> WHAT YOU ARE ASKED TO DO
The stretch from the line with "For every <instance>" through the line with "466L208 459L185 458L164" in the records below: write it out exactly, and nothing else.

> Stored data
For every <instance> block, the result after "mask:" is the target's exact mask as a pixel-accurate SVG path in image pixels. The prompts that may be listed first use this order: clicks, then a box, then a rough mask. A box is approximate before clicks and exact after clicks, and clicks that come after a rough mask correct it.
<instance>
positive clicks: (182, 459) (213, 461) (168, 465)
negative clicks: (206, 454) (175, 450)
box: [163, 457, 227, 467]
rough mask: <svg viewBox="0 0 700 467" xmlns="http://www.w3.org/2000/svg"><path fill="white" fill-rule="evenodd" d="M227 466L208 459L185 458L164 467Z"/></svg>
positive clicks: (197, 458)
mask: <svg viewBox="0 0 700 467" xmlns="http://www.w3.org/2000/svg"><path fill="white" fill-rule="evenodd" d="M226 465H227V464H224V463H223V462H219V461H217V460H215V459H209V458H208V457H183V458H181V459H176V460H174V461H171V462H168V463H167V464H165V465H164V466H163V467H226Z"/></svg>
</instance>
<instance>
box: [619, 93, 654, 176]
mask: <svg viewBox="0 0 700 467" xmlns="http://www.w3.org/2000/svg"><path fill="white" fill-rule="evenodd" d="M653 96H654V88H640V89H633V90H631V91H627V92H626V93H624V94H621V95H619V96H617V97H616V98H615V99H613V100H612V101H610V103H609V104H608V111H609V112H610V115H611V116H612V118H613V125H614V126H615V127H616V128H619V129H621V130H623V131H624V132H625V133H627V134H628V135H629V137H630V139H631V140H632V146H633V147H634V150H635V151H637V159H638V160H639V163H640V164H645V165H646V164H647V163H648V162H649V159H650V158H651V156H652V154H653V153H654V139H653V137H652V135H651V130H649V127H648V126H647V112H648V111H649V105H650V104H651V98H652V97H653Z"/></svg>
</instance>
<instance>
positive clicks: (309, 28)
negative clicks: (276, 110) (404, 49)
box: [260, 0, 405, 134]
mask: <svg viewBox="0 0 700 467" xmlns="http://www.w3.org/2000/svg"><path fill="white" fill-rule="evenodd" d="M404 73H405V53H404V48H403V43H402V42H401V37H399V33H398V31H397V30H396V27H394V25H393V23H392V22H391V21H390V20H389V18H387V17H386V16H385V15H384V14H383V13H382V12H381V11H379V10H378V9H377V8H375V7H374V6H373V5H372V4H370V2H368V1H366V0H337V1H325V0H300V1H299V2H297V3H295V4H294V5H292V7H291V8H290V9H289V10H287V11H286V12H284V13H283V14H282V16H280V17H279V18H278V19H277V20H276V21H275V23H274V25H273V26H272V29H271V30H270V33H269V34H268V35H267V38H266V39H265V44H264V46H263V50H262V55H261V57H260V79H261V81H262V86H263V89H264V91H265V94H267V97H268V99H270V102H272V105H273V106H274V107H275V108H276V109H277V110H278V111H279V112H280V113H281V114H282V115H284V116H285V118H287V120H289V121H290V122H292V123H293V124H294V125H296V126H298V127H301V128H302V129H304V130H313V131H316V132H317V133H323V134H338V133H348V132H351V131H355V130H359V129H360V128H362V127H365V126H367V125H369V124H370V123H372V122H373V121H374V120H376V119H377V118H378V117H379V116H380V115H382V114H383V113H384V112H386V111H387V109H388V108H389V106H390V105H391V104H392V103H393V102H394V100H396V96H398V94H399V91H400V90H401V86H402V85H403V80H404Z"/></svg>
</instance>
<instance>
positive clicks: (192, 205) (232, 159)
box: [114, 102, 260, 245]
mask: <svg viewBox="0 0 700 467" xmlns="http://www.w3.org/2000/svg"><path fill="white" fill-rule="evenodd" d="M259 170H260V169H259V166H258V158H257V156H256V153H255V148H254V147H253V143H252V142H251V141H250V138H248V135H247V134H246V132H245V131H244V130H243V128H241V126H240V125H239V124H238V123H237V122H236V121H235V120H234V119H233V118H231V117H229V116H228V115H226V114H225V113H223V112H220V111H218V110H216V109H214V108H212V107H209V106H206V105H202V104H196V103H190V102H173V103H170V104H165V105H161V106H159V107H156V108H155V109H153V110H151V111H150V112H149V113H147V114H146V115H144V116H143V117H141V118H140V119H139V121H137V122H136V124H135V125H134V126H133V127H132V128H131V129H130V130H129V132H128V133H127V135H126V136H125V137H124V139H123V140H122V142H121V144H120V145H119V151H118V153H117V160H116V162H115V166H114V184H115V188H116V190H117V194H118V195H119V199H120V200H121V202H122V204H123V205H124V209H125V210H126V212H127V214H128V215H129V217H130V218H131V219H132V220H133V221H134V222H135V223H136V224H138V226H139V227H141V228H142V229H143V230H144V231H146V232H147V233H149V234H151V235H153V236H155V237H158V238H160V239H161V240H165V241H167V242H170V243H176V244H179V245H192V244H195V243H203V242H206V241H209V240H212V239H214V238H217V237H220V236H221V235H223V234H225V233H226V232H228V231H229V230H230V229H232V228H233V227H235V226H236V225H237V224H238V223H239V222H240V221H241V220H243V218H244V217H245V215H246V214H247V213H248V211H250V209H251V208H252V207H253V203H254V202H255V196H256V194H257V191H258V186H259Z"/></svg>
* * *
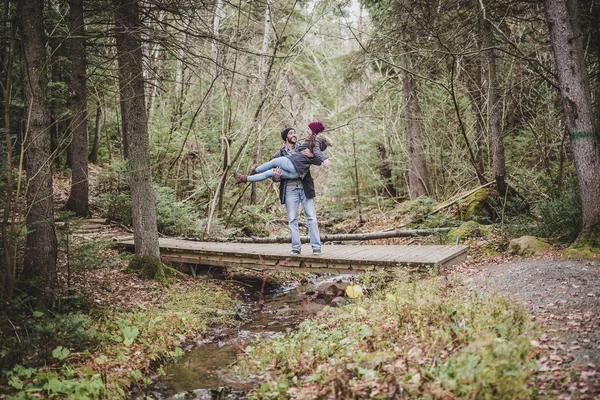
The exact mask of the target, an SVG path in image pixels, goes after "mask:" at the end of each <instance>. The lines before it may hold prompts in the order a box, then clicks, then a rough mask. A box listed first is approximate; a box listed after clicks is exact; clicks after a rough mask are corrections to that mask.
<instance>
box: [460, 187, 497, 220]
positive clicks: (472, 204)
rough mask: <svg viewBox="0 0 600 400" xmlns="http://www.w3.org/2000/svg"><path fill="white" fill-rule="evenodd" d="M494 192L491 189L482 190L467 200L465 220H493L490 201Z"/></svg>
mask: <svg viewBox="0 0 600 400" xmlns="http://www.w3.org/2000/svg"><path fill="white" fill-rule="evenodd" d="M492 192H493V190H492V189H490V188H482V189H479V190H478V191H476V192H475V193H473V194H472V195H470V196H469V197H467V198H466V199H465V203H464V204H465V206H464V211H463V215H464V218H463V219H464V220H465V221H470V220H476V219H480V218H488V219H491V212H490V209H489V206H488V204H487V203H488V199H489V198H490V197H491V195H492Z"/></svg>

> RESULT OF THIS EXERCISE
For every <instance> block, the result after "mask:" is the target's exact mask as a pixel-accurate SVG path in image pixels. The prompts that may be listed first use this order: clicks, then a box, then a rough mask. A box is approximate before clicks and exact after clicks, and clicks that come after a rough mask correct it.
<instance>
positive clicks: (182, 459) (213, 461) (168, 465)
negative clicks: (206, 454) (175, 450)
box: [163, 457, 227, 467]
rough mask: <svg viewBox="0 0 700 467" xmlns="http://www.w3.org/2000/svg"><path fill="white" fill-rule="evenodd" d="M227 466L208 459L185 458L164 467Z"/></svg>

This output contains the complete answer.